» **Text segment**:
Cicadas, being true bugs, belong to the order Hemiptera, and are more closely related to plant-sucking treehoppers, planthoppers, leafhoppers, and froghoppers (spittlebugs). Locusts, on the other hand, are grasshoppers, jumping insects in the order Orthoptera (along with crickets and katydids) that have a stage during which they aggregate and fly together en masse. They chew their food with mandibles, rather than suck sap from plants using a proboscis. Both cicadas and grasshoppers sing, but cicadas usually do so from the trees in a droning, outrageously loud manner, while grasshoppers are low to the ground and much quieter. Cicadas buzz using their abdomens, and grasshoppers rub leg against wing.
Cicadas make a loud and droning buzz. Only males sing songs, rattling membranes called tymbals above hollow regions of their bodies that act as resonating chambers. Male periodical cicadas perform in choruses to attract mates and sing a different courtship song when in the presence of females. Females listen, and sometimes respond with wing flicks, inviting males to mate.
Where can we find a reliable map of cicada emergence?
What is the cicada life cycle?
After mating, a female cuts slits in trees and lays eggs in the slits. Nymphs hatch, drop to the ground and burrow to feed on the sap flowing through xylem in plant roots. They develop, slowly growing and molting several times before emerging again one or more years later. Once above ground, they climb, molt one last time, spread their wings, and engage in a reproductive frenzy.

» **Stored data**:

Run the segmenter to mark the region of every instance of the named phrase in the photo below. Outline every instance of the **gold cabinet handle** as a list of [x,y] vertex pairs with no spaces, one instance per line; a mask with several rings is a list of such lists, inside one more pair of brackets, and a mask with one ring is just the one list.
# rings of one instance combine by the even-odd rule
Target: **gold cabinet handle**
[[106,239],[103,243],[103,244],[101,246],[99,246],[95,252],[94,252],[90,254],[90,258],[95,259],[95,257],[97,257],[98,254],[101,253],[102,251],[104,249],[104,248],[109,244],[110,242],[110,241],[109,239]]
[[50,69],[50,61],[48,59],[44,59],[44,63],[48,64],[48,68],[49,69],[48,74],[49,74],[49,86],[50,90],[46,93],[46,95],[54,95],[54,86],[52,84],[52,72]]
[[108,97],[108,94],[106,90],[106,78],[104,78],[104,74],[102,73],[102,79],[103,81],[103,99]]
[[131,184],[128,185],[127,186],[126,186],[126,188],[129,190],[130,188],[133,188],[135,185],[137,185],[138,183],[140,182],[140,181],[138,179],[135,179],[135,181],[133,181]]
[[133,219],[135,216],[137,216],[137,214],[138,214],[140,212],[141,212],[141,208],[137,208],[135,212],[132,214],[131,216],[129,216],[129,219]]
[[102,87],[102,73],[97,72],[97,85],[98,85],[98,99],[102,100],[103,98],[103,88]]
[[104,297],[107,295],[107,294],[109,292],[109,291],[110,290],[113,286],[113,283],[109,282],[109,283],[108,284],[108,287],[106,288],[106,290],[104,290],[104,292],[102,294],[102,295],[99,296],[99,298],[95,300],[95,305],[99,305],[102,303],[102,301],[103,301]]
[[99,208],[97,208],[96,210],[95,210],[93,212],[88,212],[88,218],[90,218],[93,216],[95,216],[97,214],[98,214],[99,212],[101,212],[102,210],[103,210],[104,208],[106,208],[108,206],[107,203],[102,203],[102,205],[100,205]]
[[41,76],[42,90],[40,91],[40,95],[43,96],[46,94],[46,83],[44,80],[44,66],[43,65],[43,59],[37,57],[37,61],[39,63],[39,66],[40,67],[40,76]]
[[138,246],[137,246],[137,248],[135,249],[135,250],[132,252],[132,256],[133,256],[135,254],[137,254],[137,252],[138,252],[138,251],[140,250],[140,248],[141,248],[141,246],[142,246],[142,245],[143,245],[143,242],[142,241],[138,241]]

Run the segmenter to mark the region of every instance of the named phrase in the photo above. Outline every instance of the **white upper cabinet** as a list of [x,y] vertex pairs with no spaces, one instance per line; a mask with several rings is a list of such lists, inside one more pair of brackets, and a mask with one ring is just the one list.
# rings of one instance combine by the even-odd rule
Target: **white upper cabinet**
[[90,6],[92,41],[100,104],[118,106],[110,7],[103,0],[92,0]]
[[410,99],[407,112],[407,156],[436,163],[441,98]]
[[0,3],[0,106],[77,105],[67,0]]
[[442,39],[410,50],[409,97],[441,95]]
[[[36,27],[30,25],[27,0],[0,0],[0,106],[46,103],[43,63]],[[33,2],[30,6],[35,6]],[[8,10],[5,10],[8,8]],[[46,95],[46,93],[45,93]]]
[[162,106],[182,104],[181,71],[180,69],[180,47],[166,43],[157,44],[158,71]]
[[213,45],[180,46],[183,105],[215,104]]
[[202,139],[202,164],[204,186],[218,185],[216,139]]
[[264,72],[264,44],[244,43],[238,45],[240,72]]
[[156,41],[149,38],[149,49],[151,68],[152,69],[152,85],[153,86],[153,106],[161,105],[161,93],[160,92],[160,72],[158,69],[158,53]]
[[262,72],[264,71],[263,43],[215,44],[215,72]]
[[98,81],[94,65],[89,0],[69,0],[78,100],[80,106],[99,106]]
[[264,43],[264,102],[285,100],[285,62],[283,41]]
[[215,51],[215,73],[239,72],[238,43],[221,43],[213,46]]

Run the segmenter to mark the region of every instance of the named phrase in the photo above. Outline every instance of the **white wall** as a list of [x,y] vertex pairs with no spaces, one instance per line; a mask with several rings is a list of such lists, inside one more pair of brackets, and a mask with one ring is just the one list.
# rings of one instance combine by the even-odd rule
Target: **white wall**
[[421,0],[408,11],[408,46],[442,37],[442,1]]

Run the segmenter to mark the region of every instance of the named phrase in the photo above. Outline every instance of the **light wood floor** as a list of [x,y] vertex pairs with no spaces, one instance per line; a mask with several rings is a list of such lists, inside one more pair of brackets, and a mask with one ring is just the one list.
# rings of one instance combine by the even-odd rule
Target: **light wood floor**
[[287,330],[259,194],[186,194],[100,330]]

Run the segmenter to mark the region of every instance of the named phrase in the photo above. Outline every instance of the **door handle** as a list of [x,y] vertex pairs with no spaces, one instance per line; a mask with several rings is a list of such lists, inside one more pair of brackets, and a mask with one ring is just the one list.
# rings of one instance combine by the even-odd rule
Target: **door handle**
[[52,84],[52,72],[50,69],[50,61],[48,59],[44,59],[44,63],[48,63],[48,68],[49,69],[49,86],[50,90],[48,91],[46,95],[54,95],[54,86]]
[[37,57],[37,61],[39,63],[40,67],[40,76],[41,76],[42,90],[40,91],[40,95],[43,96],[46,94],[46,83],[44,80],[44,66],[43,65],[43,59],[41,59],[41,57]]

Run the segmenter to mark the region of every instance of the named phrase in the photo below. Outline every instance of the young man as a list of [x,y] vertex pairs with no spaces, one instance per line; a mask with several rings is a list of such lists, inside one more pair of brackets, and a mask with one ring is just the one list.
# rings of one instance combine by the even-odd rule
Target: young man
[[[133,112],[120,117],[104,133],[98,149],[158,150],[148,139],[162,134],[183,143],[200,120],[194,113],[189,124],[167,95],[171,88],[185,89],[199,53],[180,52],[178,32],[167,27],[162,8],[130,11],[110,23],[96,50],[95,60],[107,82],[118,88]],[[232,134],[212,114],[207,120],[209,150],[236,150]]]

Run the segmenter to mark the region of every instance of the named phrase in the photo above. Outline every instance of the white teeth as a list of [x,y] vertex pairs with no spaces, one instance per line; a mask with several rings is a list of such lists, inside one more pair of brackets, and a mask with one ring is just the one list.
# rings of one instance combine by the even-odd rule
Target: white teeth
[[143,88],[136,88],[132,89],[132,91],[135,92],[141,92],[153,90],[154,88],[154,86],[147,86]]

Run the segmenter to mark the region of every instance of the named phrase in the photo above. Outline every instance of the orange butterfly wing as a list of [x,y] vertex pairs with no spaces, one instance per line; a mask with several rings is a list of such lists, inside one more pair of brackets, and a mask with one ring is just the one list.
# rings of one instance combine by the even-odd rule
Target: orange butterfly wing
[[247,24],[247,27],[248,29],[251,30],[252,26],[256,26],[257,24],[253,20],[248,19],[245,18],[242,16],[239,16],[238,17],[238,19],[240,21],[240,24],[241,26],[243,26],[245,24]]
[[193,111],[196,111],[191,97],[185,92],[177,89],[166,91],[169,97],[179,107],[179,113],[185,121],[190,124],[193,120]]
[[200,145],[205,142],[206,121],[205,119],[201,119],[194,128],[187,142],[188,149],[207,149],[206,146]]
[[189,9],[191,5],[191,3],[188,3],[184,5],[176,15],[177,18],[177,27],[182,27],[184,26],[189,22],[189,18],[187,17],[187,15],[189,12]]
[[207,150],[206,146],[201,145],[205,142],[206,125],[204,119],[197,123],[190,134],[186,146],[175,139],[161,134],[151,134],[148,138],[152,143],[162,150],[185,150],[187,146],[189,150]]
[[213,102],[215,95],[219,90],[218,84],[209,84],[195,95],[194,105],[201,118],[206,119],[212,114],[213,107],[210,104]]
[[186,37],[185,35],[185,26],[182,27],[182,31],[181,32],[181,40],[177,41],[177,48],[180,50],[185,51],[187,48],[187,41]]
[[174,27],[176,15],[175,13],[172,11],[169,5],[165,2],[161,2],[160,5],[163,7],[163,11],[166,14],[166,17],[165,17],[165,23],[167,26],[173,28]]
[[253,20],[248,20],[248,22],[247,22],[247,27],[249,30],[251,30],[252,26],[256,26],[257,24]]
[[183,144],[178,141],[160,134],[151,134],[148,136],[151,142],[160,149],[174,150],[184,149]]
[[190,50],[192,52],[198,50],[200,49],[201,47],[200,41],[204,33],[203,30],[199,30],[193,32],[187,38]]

» **Task details**:
Copy word for word the stretch of the cicada text from "After mating, a" through "a reproductive frenzy.".

» **Task result**:
After mating, a female cuts slits in trees and lays eggs in the slits. Nymphs hatch, drop to the ground and burrow to feed on the sap flowing through xylem in plant roots. They develop, slowly growing and molting several times before emerging again one or more years later. Once above ground, they climb, molt one last time, spread their wings, and engage in a reproductive frenzy.